Leave out the pictures, then output the lines of the records below from the first through the one containing "target | black fender flare".

[Photo-based referring expression data]
:::::
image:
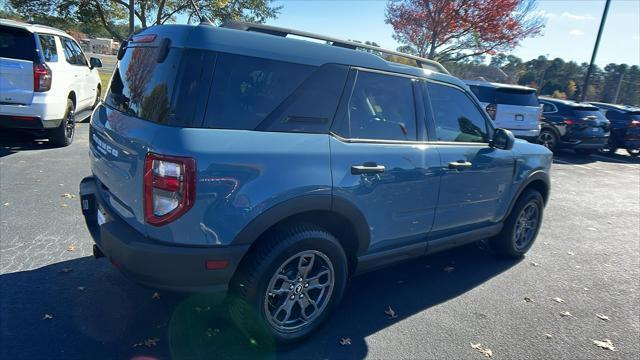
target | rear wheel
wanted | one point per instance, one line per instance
(521, 227)
(64, 133)
(287, 286)
(633, 152)
(548, 139)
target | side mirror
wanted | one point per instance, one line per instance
(502, 139)
(95, 62)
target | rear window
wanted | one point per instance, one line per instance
(141, 86)
(17, 44)
(507, 96)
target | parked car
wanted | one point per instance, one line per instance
(46, 82)
(625, 127)
(573, 125)
(511, 107)
(227, 159)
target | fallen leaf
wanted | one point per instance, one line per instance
(151, 342)
(605, 344)
(482, 349)
(392, 314)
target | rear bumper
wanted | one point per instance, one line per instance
(586, 143)
(175, 268)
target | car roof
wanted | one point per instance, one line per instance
(33, 28)
(251, 43)
(497, 85)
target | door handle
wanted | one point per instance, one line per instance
(460, 164)
(367, 168)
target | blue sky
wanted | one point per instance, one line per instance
(570, 33)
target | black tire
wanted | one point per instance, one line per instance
(585, 152)
(64, 133)
(253, 290)
(548, 139)
(633, 152)
(506, 243)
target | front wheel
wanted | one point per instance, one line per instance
(521, 227)
(548, 139)
(288, 285)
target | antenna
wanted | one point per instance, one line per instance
(203, 19)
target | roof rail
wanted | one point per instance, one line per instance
(283, 32)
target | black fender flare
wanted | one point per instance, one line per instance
(302, 204)
(533, 176)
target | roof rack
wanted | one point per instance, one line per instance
(283, 32)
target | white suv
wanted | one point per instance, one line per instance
(511, 107)
(46, 82)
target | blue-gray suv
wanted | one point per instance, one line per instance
(242, 161)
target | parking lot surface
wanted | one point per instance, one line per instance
(57, 302)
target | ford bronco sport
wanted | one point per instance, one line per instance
(237, 160)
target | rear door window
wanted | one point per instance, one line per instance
(17, 44)
(48, 47)
(247, 89)
(143, 87)
(455, 115)
(380, 107)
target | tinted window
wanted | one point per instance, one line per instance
(380, 107)
(247, 89)
(17, 44)
(455, 115)
(48, 47)
(141, 86)
(518, 97)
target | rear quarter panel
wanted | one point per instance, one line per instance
(241, 174)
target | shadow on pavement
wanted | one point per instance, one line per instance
(13, 141)
(98, 314)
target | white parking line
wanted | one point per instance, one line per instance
(570, 163)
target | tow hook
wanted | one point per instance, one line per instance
(97, 253)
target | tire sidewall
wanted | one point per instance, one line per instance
(305, 240)
(528, 197)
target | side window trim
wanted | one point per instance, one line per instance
(432, 127)
(346, 99)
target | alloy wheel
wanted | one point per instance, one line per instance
(299, 291)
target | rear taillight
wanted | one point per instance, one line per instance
(169, 187)
(41, 77)
(491, 110)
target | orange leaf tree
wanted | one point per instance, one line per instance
(451, 30)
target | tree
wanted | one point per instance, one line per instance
(452, 30)
(112, 15)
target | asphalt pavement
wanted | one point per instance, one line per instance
(57, 302)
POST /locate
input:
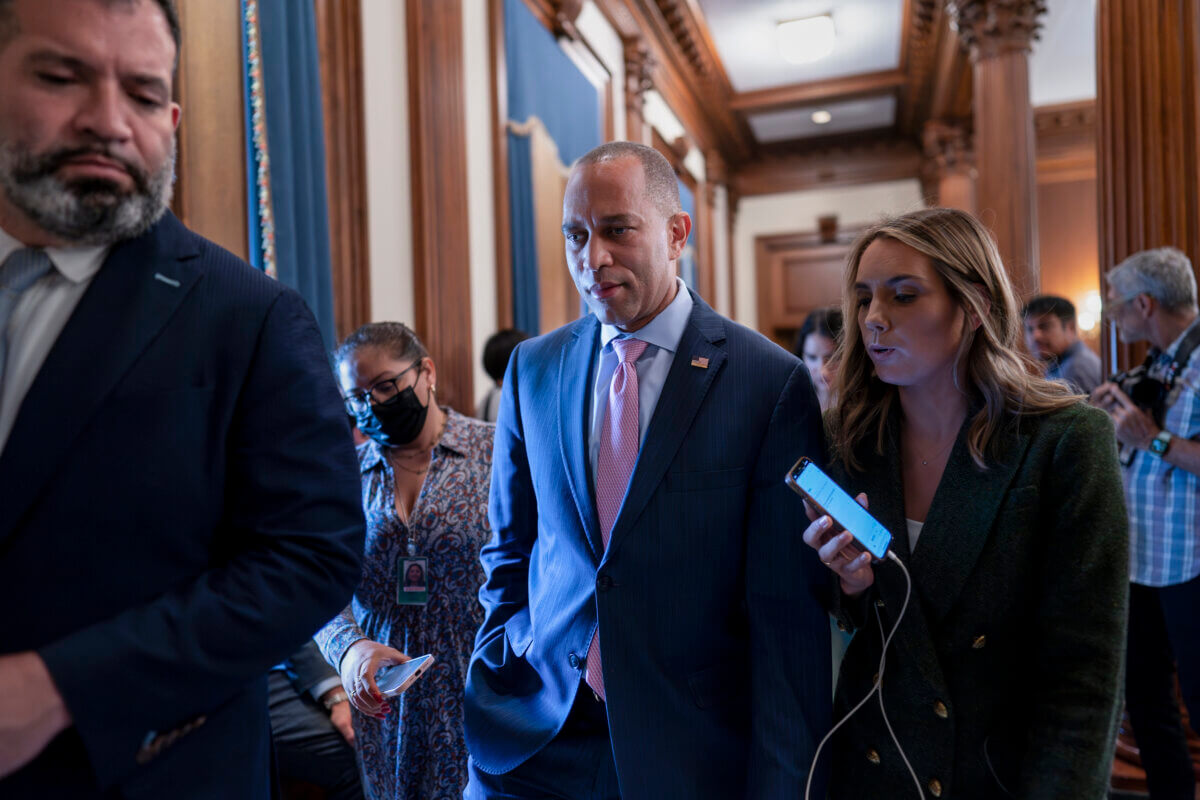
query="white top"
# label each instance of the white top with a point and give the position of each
(40, 316)
(913, 533)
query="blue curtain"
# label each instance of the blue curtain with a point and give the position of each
(297, 146)
(543, 83)
(526, 306)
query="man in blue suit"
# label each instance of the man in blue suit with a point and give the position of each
(653, 625)
(179, 498)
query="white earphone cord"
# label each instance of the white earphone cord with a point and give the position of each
(876, 689)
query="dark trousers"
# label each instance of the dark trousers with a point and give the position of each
(307, 746)
(1164, 637)
(575, 765)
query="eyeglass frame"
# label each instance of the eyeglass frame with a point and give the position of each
(358, 402)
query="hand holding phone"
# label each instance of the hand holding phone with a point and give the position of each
(826, 505)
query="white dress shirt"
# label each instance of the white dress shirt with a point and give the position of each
(661, 335)
(40, 316)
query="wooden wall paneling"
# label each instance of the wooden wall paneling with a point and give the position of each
(210, 192)
(501, 166)
(1149, 136)
(340, 42)
(441, 250)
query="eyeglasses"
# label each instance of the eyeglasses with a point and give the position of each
(382, 392)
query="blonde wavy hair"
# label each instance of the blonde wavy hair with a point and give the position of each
(990, 368)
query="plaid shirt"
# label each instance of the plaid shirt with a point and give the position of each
(1164, 500)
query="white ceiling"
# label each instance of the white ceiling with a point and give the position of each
(744, 32)
(847, 115)
(1062, 67)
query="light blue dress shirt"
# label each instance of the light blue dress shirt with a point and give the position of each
(661, 335)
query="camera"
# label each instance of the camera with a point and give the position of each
(1147, 394)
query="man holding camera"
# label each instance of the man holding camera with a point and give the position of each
(1156, 409)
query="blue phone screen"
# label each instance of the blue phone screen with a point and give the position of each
(845, 510)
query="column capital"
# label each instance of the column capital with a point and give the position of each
(991, 28)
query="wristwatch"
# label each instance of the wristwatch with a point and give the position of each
(334, 698)
(1161, 444)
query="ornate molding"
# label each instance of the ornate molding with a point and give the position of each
(991, 28)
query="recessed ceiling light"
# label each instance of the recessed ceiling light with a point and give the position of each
(802, 41)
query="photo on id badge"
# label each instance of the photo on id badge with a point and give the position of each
(413, 583)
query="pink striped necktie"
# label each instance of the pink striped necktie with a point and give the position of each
(619, 443)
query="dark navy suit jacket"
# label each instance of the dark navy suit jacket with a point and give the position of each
(715, 645)
(180, 510)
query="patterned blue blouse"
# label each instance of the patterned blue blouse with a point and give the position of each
(419, 751)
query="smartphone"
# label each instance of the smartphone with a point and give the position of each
(828, 498)
(395, 679)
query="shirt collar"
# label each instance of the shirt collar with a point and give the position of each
(665, 330)
(76, 264)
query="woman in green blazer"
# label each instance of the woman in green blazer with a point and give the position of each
(1003, 497)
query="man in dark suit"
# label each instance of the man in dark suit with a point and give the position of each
(180, 503)
(653, 624)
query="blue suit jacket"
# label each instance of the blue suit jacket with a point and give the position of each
(180, 510)
(715, 644)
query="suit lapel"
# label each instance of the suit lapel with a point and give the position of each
(575, 374)
(961, 517)
(123, 310)
(682, 396)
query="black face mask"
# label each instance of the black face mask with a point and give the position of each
(395, 422)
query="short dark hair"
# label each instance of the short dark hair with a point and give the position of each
(1049, 304)
(9, 20)
(396, 338)
(498, 349)
(661, 182)
(822, 322)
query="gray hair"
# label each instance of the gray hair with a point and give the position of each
(1164, 274)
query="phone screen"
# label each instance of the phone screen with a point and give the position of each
(844, 509)
(396, 678)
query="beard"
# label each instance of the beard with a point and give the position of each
(89, 211)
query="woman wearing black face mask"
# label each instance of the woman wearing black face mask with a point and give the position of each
(426, 473)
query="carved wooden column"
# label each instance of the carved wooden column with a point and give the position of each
(438, 152)
(1147, 60)
(947, 172)
(639, 68)
(999, 35)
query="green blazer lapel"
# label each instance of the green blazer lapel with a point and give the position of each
(961, 517)
(682, 395)
(885, 494)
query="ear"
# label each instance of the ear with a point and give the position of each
(985, 300)
(678, 227)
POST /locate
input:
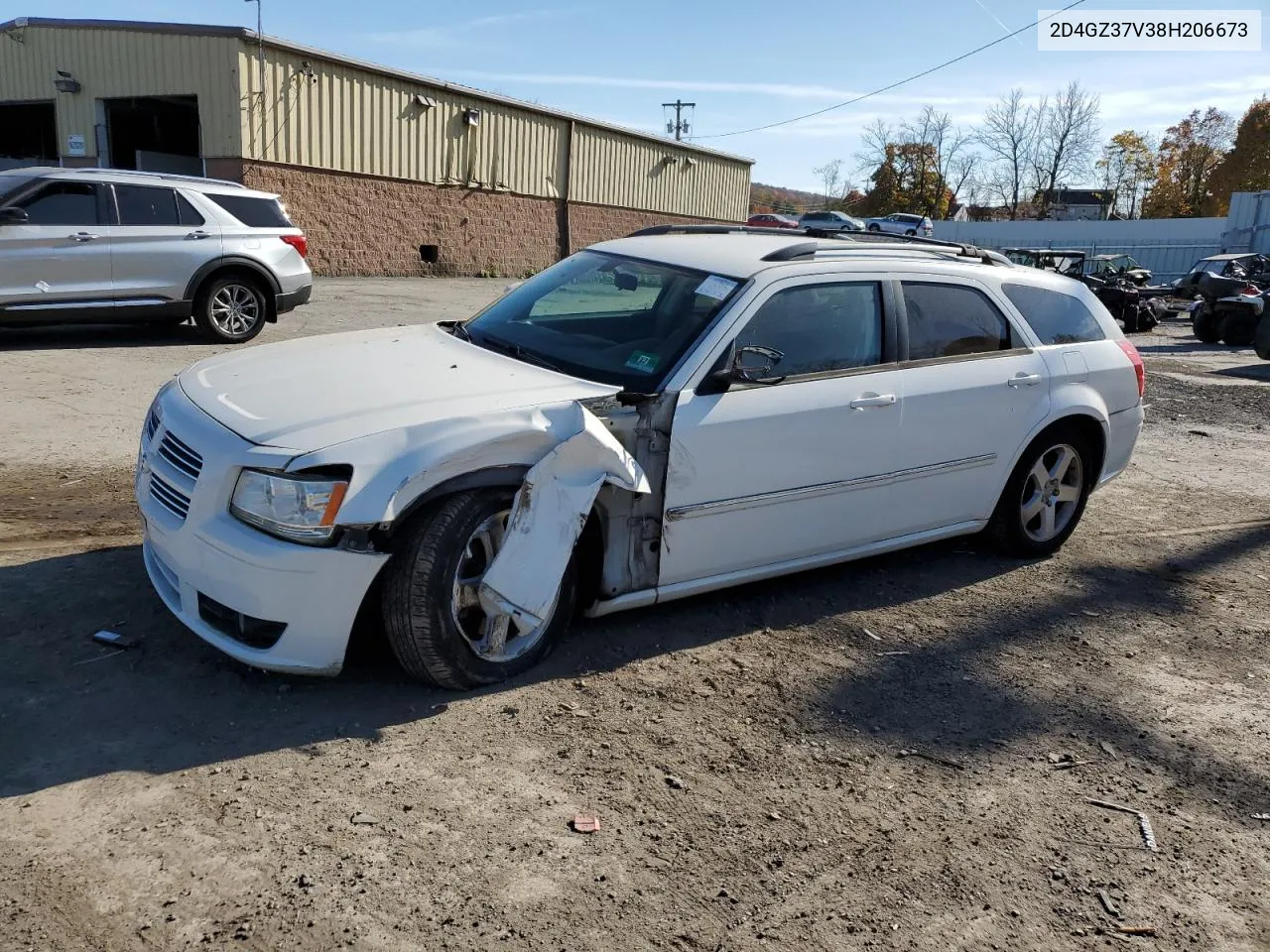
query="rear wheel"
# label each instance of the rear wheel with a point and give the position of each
(1205, 326)
(1046, 495)
(1238, 327)
(432, 612)
(230, 309)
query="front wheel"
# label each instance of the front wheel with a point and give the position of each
(431, 606)
(230, 309)
(1046, 495)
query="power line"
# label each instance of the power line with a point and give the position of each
(894, 85)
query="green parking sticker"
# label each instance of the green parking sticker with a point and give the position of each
(643, 362)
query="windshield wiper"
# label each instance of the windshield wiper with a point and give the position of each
(518, 352)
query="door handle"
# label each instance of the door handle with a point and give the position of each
(875, 400)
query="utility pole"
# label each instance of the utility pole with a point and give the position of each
(680, 127)
(259, 42)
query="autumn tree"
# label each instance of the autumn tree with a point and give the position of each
(1246, 168)
(1189, 154)
(1127, 164)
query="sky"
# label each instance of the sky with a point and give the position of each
(744, 62)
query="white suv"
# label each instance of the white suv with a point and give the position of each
(93, 245)
(666, 414)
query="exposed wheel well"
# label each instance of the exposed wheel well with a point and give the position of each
(246, 276)
(1091, 430)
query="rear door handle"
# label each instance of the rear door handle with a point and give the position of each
(875, 400)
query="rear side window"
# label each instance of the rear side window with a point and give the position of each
(141, 204)
(820, 327)
(254, 212)
(1057, 317)
(952, 320)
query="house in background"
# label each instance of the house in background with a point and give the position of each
(1078, 204)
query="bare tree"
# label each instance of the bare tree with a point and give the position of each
(1008, 136)
(830, 177)
(1067, 137)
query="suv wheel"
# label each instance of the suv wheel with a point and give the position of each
(434, 617)
(230, 309)
(1046, 495)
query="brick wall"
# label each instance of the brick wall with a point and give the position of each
(362, 226)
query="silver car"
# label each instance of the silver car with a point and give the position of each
(901, 223)
(103, 245)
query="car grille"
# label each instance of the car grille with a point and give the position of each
(186, 461)
(169, 497)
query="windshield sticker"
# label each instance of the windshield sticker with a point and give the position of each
(716, 287)
(643, 362)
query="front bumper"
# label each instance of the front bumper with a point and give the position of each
(291, 301)
(1123, 429)
(207, 557)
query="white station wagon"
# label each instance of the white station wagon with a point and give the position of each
(667, 414)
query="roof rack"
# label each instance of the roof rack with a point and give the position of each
(164, 176)
(808, 249)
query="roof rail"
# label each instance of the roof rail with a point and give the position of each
(164, 176)
(962, 250)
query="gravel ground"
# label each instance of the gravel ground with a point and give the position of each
(890, 754)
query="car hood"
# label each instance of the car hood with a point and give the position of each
(314, 393)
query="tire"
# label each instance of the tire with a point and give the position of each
(230, 309)
(1020, 526)
(1261, 339)
(1205, 326)
(1238, 329)
(430, 633)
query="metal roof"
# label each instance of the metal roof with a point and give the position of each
(197, 30)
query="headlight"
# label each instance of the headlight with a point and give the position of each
(295, 508)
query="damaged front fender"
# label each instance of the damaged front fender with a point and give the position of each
(549, 515)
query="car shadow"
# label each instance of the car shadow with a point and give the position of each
(73, 336)
(71, 710)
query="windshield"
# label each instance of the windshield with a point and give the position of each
(604, 317)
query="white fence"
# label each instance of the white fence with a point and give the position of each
(1167, 246)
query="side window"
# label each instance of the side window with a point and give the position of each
(189, 213)
(952, 320)
(64, 203)
(1057, 317)
(820, 327)
(143, 204)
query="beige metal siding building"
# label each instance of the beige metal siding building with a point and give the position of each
(388, 172)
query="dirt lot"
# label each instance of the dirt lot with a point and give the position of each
(853, 758)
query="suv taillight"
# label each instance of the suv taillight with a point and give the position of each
(298, 241)
(1138, 367)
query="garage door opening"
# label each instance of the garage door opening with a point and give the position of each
(28, 135)
(154, 134)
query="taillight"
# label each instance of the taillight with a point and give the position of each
(298, 241)
(1138, 367)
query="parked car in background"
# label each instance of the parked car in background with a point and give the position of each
(899, 223)
(829, 221)
(772, 221)
(104, 245)
(648, 419)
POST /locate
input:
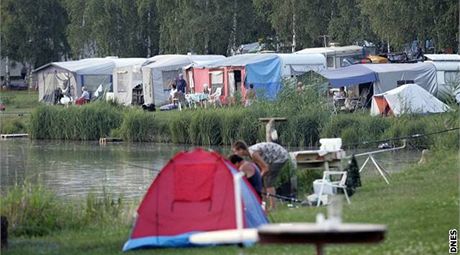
:::::
**Output for this task**
image:
target | rear wheel
wanted | one point per instance, one line per instance
(521, 227)
(64, 133)
(287, 286)
(633, 152)
(548, 139)
target | side mirror
wanted | one point per instance, one line per instance
(502, 139)
(95, 62)
target | rear window
wanted | one point per instance, one line per instance
(141, 86)
(17, 44)
(507, 96)
target | parked car
wanted | one point per instance, one line per instance
(46, 82)
(625, 127)
(573, 125)
(511, 107)
(227, 159)
target | fallen leaf
wanted | one point per instance, one line per instance
(151, 342)
(605, 344)
(482, 349)
(392, 314)
target | rear bumper
wanted | one point per instance, one line per instance
(586, 143)
(175, 268)
target | car roof
wanted | one point per instance, one line per instance
(33, 28)
(251, 43)
(497, 85)
target | door handle
wanted | one point per instance, one line per instance
(460, 164)
(367, 168)
target | blue sky
wanted | one point per instance, one line per instance
(570, 33)
target | black tire
wanted | one point per instance, one line per instance
(585, 152)
(64, 133)
(253, 290)
(548, 139)
(633, 152)
(506, 243)
target | front wheel
wanted | one point per instance, one line per instance
(521, 227)
(548, 139)
(288, 285)
target | antenna
wanted | one point per instance, one line per instance
(203, 19)
target | roof rail
wanted | one point per instance, one line per instance
(283, 32)
target | black fender flare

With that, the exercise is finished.